#### [Source passage]
——
The SEC believes that an offering made in reliance on Section 4(a)(6) should not be integrated with another exempt offering made by the issuer, provided that each offering complies with the requirements of the applicable exemption that is being relied upon for the particular offering. An issuer could complete an offering made in reliance on Section 4(a)(6) that occurs simultaneously with, or is preceded or followed by, another exempt offering. An issuer conducting a concurrent exempt offering for which general solicitation is not permitted, however, would need to be satisfied that purchasers in that offering were not solicited by means of the offering made in reliance on Section 4(a)(6).  Similarly, any concurrent exempt offering for which general solicitation is permitted could not include an advertisement of the terms of an offering made in reliance on Section 4(a)(6) that would not be permitted under Section 4(a)(6) and the proposed rules.

Investment Limitation

Under Section 4(a)(6)(B), the aggregate amount sold to any investor by an issuer, including any amount sold in reliance on the exemption during the 12-month period preceding the date of such transaction, cannot exceed:

  • the greater of $2,000 or 5 percent of the annual income or net worth of such investor, as applicable, if either the annual income or the net worth of the investor is less than $100,000; and
  • 10 percent of the annual income or net worth of such investor, as applicable, not to exceed a maximum aggregate amount sold of $100,000, if either the annual income or net worth of the investor is equal to or more than $100,000.

There is a glitch in the drafting of the statute because the language “if either the annual income or net worth of the investor is equal to or more than $100,000” can cause both limitations to be applicable.  The SEC believes that the appropriate approach to the investment limit provision is to provide for an overall investment limit of $100,000, but within that overall limit, to provide for a “greater of” limitation based on annual income and net worth. Under the proposed rules, therefore, if both annual income and net worth are less than $100,000, then a limit of $2,000 or 5 percent of annual income or net worth, whichever is greater, would apply. If either annual income or net worth exceeds $100,000, then a limit of 10 percent of annual income or net worth, whichever is greater, but not to exceed $100,000, would apply.

The proposed rules require a natural person’s annual income and net worth to be calculated in accordance with the SEC’s rules for determining accredited investor status.  The proposed rules would clarify that an investor’s annual income and net worth may be calculated jointly with the income and net worth of the investor’s spouse.

The proposal allows an issuer to rely on efforts that an intermediary takes in order to determine that the aggregate amount of securities purchased by an investor will not cause the investor to exceed the investor limits, provided that the issuer does not have knowledge that the investor had exceeded, or would exceed, the investor limits as a result of purchasing securities in the issuer’s offering.
——
#### [Information provided]
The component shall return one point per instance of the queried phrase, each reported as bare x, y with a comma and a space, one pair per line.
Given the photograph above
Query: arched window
——
#### [Objectives]
• 1. Reproduce the Section 4(a)(6) passage from "Under Section 4(a)(6)(B), the" up to and including "more than $100,000.".
• 2. Answer the following from the Section 4(a)(6) passage:
(a) What overall investment limit does the SEC consider the appropriate approach?
(b) With whose income and net worth may an investor's annual income and net worth be calculated jointly?
(c) On whose efforts may an issuer rely to determine that an investor will not exceed the investor limits?
• 3. List every distinct dollar amount and percentage stated in the Section 4(a)(6) passage.
The data have no connection to the Section 4(a)(6) passage.

#### [Expected outputs]
• 1.
Under Section 4(a)(6)(B), the aggregate amount sold to any investor by an issuer, including any amount sold in reliance on the exemption during the 12-month period preceding the date of such transaction, cannot exceed:

  • the greater of $2,000 or 5 percent of the annual income or net worth of such investor, as applicable, if either the annual income or the net worth of the investor is less than $100,000; and
  • 10 percent of the annual income or net worth of such investor, as applicable, not to exceed a maximum aggregate amount sold of $100,000, if either the annual income or net worth of the investor is equal to or more than $100,000.

• 2.
(a) $100,000.
(b) The investor's spouse.
(c) An intermediary's.

• 3.
$2,000
5 percent
10 percent
$100,000